* **Material for the task**:
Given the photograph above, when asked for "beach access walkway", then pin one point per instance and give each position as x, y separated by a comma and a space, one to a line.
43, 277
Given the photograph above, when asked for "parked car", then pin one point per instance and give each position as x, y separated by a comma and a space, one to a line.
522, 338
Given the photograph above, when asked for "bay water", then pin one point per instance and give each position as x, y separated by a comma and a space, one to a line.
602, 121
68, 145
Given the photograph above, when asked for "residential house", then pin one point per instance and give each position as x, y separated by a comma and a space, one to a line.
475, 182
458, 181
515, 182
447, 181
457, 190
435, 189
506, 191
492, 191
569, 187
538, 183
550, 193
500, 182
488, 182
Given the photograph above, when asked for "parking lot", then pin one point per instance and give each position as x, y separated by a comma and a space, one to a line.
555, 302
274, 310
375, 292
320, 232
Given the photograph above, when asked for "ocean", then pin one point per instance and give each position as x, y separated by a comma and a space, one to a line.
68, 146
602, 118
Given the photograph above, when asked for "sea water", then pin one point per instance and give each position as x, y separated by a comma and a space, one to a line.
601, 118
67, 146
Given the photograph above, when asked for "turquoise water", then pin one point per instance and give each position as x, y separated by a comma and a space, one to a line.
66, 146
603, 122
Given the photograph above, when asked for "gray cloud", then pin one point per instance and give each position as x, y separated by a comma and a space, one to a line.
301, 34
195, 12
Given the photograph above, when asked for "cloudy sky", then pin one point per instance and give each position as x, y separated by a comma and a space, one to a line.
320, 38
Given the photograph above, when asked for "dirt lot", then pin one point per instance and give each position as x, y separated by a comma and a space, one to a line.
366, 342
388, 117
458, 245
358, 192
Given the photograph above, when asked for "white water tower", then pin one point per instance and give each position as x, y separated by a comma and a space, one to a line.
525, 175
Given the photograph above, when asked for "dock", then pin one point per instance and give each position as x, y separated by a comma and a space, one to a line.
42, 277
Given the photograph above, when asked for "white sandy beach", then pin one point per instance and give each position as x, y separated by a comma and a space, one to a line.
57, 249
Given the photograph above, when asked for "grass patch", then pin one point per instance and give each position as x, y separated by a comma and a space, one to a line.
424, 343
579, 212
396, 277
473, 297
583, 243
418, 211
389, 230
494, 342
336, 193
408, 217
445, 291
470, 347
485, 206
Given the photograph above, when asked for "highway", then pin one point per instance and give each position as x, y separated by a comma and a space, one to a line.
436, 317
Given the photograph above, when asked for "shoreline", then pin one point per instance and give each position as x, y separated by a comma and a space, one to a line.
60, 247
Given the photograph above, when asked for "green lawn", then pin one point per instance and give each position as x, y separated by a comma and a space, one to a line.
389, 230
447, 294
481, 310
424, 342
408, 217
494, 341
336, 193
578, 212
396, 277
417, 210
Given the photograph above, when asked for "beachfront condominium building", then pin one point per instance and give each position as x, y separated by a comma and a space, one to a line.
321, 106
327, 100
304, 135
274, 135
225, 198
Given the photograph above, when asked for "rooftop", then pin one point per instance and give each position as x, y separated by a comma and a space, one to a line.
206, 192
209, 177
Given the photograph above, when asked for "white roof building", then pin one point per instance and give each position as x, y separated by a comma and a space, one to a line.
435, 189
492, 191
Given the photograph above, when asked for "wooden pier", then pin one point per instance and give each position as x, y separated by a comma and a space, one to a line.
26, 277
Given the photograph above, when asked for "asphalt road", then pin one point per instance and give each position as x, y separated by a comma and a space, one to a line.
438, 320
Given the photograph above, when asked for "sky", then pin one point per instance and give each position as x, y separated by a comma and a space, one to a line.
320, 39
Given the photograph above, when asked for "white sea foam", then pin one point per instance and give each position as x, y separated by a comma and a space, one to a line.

* **Requirement**:
The reply should consist of the full listing, copied exactly.

* **Solution below**:
Given the photograph above, when asked for "beach access walkway", then pin one point per instance and give each position as x, y separated by a comma and a space, one to a line.
43, 277
Given the photograph above, when asked for "parked car", then pin one point per instance and give each position as x, y separated by a comma and a space, one to a line.
522, 338
Given the photograph above, when asked for "bay water", then pin one point per instance and give each position as x, y separated by a comma and a space, one to a line.
602, 121
68, 145
Given the photograph above, when asked for "residential house", then pin one point per instance and give each position as x, y separated by a comma and a space, one to a line.
475, 182
458, 181
515, 182
447, 181
457, 190
435, 189
506, 191
492, 191
569, 187
538, 183
550, 193
500, 182
488, 182
Given the photograph above, when asked for "parking lot", then pin one point per instance and give each position as x, y separated by a comma and a space, one to a line.
555, 302
274, 310
375, 292
320, 232
Given the photograph above, when asked for "ocean", then pin one point per instance and give each position as x, y separated by a comma and a space, one to a line.
68, 146
602, 118
Given the photograph above, when asked for "sea water", then pin one point per instance and give each position as x, y separated by a comma and a space, one to a line.
601, 118
67, 146
Given the photograph above, when asked for "turquoise water", then pin one point per instance and give each position as x, y separated by a comma and a space, one to a line.
66, 146
603, 122
Given the photograph above, when asked for "gray cloud", then pin one point per instance and give each position as x, y separated by a comma and a space, one to a line.
301, 34
195, 12
Given the photograph above, when asked for "cloudy sky", then pin one point per instance and give each position as x, y separated by a comma and a space, one to a line.
320, 38
Given the photograph above, when asked for "dirt lot", then pin one point per instance and give each position as x, y separated by a comma and a space, one to a line.
366, 342
388, 117
458, 245
358, 192
Given the photograph above, when asked for "white water tower", then pin one point per instance and give each position as x, y separated by a comma and a space, one to a line.
525, 175
Given the photograph above, when asked for "dock", then pin one point per instance and give each position as x, y separated by a comma and a space, one to a line.
42, 277
Given the photograph above, when asked for "white sandy beach", then pin one point per instance and give each position as x, y separated by a comma and a space, one to a line.
57, 249
Given the photograph above, when asked for "grass patch", then pin one point per instance and give each position as x, y separated by a comma and a space, one to a line.
424, 343
579, 212
396, 277
473, 297
583, 243
418, 211
389, 230
494, 342
336, 193
408, 217
445, 291
470, 347
485, 206
Given the photograph above, when asked for "highway", then pin one point per instance and give each position as x, y separated by a comma and a space, one to a line.
436, 317
Given the photograph above, when asked for "shoreline", then pin one point per instance and give each position as x, y separated by a comma and a space, one to a line.
60, 247
Given the photograph above, when asked for "green lawn", then pin one point per instance and give each position as x, y separated by a comma and a space, one to a line.
389, 230
447, 294
481, 310
424, 342
408, 217
494, 341
336, 193
578, 212
396, 277
417, 210
Given the photograph above, when asked for "beachfront condominium building", then pin one point per instance and give each position as x, y separated by a comma and a space, one to a line.
321, 106
327, 100
304, 135
274, 135
225, 198
Given the photograph above, when asked for "rooftop", then pin one point per instance and give each position as x, y separated by a comma and a space, one to a line.
206, 192
209, 177
Given the photograph above, when asked for "white roof building", then pin one point per instance and give each position as x, y separated by a comma and a space, one to a line.
435, 189
492, 191
Given the photograph above, when asked for "wooden pier", then pin one point per instance and give each position as x, y separated by a comma and a space, one to a line.
26, 277
Given the photograph above, when asked for "asphalt road", then pin one point per instance and give each position as x, y separated by a comma and a space, one to a line.
438, 320
Given the photograph above, when asked for "sky", then pin one point per instance and give each position as x, y separated by a comma and a space, one to a line.
320, 39
Given the photograph above, when asked for "white sea foam", then pin one point per instance and give each position as x, y separated by a comma and a space, one to a line.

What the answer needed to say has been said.